- EXERCISE PROMPT: Repeat the following lines exactly and nothing else: the line containing "At your earliest convenience, please find the second" and each line after it through the end of the listing.

────

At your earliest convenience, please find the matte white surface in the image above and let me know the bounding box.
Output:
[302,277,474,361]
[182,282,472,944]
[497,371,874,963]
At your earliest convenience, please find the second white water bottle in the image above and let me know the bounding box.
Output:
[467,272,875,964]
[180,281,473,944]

────

- TASK OUTPUT:
At your earliest convenience, please find the second white water bottle in the image above and let me know the bounding box.
Output:
[467,272,875,964]
[180,281,473,944]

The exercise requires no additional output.